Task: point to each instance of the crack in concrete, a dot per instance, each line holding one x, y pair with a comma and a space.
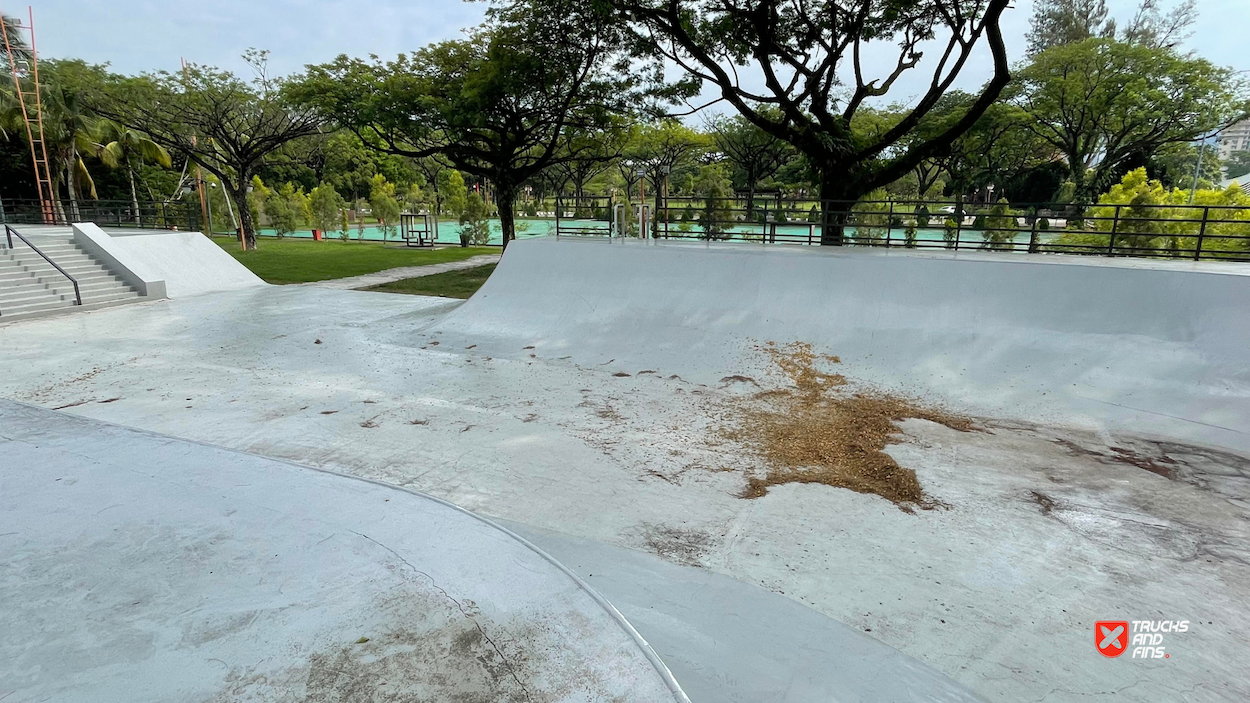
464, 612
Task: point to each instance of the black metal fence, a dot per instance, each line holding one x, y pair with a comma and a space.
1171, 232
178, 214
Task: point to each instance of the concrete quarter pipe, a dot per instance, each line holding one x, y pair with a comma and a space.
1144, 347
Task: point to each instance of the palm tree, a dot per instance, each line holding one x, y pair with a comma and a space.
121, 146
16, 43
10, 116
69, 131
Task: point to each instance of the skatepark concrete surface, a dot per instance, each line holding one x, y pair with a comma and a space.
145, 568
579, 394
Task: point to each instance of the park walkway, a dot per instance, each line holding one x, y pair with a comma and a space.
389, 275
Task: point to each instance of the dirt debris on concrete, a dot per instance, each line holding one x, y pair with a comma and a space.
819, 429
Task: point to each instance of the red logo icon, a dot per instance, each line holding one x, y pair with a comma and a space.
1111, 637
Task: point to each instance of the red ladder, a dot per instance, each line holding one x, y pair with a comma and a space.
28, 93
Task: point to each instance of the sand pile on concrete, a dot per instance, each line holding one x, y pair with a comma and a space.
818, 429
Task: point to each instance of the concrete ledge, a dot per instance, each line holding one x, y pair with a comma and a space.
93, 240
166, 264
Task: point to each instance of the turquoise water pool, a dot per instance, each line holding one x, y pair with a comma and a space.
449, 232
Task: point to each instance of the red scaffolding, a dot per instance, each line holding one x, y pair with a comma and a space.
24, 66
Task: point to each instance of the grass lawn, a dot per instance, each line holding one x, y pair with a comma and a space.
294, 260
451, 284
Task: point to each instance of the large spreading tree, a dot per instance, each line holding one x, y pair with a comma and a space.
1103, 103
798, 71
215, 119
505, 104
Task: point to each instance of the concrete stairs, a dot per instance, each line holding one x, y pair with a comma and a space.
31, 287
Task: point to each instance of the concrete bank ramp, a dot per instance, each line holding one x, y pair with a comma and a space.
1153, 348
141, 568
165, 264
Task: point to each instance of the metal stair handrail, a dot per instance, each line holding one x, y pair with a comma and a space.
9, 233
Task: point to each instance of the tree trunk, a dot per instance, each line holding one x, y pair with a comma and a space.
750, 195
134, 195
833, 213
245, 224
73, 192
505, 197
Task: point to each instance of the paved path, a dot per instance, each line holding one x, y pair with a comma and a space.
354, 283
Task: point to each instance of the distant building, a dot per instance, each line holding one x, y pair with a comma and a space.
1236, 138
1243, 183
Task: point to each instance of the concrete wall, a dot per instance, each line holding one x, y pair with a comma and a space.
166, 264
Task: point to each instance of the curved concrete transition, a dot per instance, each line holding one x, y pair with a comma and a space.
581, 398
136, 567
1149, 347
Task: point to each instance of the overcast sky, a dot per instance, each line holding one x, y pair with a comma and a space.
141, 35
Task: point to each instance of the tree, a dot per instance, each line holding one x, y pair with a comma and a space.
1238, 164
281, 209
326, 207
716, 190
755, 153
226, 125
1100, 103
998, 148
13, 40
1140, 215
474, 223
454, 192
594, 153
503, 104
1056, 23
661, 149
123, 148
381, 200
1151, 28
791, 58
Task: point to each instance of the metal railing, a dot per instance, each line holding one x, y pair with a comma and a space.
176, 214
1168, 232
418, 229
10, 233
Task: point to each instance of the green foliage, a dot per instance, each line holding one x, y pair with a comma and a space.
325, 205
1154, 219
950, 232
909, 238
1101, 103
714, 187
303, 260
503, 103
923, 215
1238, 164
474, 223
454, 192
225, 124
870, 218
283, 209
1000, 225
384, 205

---

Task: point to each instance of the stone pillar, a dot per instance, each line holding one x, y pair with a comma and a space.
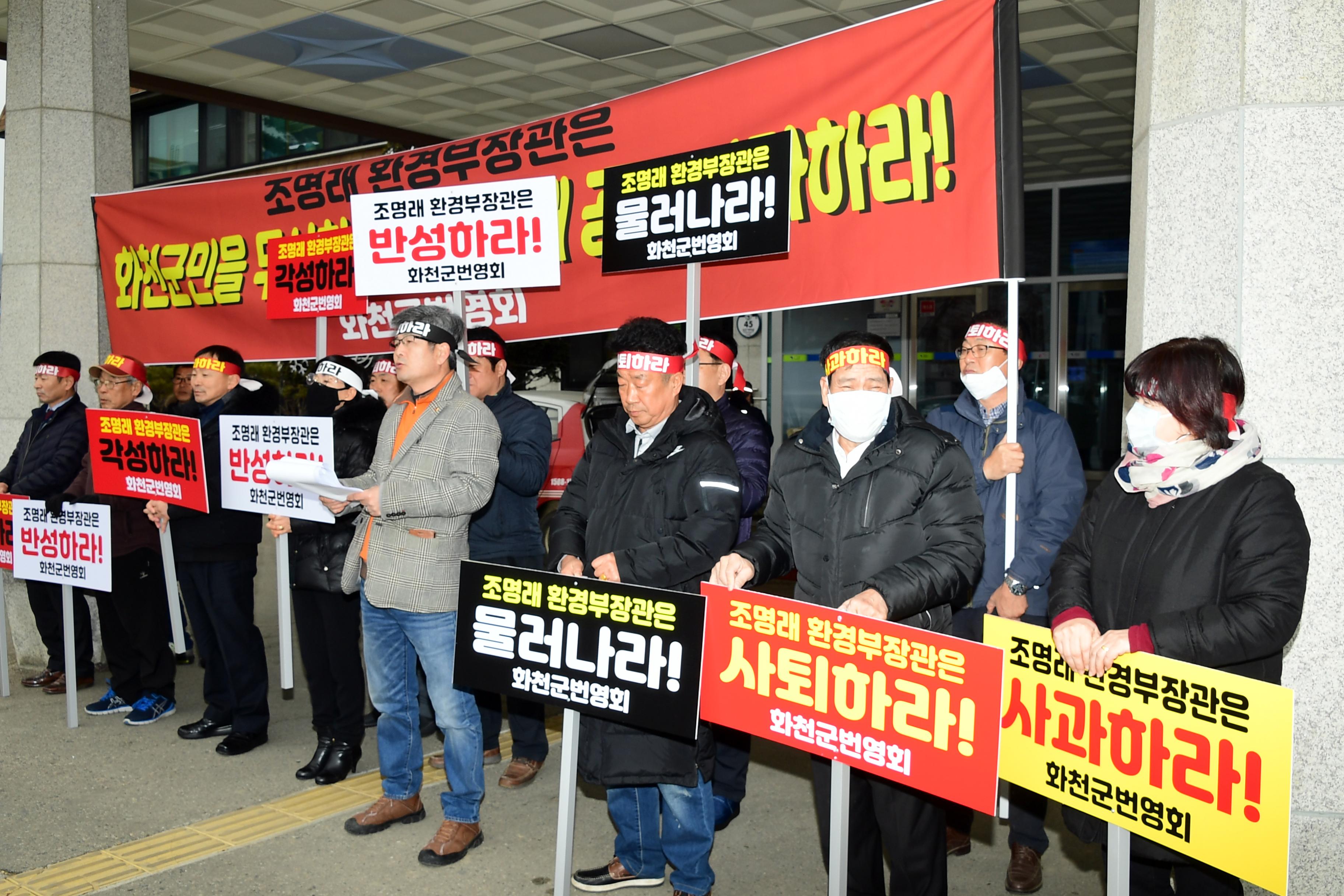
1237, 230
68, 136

WHAT THIS TASK INVOLVES: How many lines of the records contain the word "metal"? Case counts; reply with the number only.

WORKED ANSWER: 3